# Exercise directions:
Please copy the material below, swapping each occurrence of "put a dot on" for "place a point on" and leaving everything else unchanged.

** BEGIN **

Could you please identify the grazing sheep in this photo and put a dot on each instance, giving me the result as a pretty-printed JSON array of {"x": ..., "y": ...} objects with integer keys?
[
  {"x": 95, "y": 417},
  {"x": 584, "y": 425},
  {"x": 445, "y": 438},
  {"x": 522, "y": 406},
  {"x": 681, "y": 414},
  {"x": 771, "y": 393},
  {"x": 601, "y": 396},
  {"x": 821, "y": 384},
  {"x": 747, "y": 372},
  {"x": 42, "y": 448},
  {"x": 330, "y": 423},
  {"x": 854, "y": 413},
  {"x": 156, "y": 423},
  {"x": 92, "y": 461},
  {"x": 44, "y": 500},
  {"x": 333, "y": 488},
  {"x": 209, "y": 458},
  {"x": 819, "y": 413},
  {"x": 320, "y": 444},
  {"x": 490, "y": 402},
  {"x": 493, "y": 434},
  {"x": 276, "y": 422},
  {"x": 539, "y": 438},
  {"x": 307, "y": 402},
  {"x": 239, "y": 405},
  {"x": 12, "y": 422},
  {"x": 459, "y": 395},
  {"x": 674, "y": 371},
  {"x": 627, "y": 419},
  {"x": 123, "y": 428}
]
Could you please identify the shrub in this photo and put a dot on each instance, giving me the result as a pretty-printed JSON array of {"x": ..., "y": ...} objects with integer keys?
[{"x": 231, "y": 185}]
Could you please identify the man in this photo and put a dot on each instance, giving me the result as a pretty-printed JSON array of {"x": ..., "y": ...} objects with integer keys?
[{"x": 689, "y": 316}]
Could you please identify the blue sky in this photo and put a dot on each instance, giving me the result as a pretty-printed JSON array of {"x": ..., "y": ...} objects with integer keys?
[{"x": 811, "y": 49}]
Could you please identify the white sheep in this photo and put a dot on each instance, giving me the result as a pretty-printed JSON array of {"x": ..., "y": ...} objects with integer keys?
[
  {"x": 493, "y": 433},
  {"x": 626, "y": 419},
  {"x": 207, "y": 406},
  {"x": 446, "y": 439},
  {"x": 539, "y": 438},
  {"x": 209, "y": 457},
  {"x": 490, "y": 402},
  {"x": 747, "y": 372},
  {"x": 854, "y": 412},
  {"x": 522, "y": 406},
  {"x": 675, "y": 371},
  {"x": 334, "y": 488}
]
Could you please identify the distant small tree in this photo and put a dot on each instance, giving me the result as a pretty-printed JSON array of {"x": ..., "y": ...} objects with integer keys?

** END **

# Complete response:
Could you please identify the grazing sheep in this photo and place a point on each instance, giving me the result as a pretty-printed JSON array of {"x": ..., "y": ...} objects with integer keys?
[
  {"x": 95, "y": 417},
  {"x": 584, "y": 425},
  {"x": 445, "y": 438},
  {"x": 522, "y": 406},
  {"x": 681, "y": 414},
  {"x": 771, "y": 393},
  {"x": 601, "y": 396},
  {"x": 821, "y": 384},
  {"x": 747, "y": 372},
  {"x": 42, "y": 448},
  {"x": 330, "y": 423},
  {"x": 854, "y": 413},
  {"x": 156, "y": 423},
  {"x": 92, "y": 461},
  {"x": 44, "y": 500},
  {"x": 333, "y": 488},
  {"x": 209, "y": 458},
  {"x": 819, "y": 413},
  {"x": 320, "y": 444},
  {"x": 490, "y": 402},
  {"x": 493, "y": 434},
  {"x": 276, "y": 422},
  {"x": 539, "y": 438},
  {"x": 307, "y": 402},
  {"x": 239, "y": 405},
  {"x": 12, "y": 422},
  {"x": 459, "y": 395},
  {"x": 674, "y": 371},
  {"x": 627, "y": 419},
  {"x": 123, "y": 428}
]
Could you please identify the shrub in this photo and place a point on each instance, giving me the result as a pretty-printed JSON array of {"x": ..., "y": ...} objects with integer keys?
[{"x": 231, "y": 185}]
Could you please identify the man in this photo and place a point on each instance, giving me the result as a pretty-printed JSON array of {"x": ..., "y": ...} objects with integer keys?
[{"x": 689, "y": 316}]
Could you please identify the blue sky in this photo and place a point on each instance, giving me the result as a pretty-printed JSON array of {"x": ..., "y": ...} objects with integer keys?
[{"x": 811, "y": 49}]
Could you please identify the white sheep in this photo and place a point on each instance, giving me the result as a pretty-printed JSON array of {"x": ..., "y": ...} objects with integer keys?
[
  {"x": 493, "y": 433},
  {"x": 626, "y": 419},
  {"x": 207, "y": 406},
  {"x": 446, "y": 439},
  {"x": 539, "y": 438},
  {"x": 209, "y": 457},
  {"x": 490, "y": 402},
  {"x": 747, "y": 372},
  {"x": 854, "y": 412},
  {"x": 522, "y": 406},
  {"x": 675, "y": 371},
  {"x": 334, "y": 488}
]
Could you please identify the distant small tree in this photo and place a point on each instance, giving me the result as a pretty-printed JSON array of {"x": ..., "y": ...} objects with integer keys?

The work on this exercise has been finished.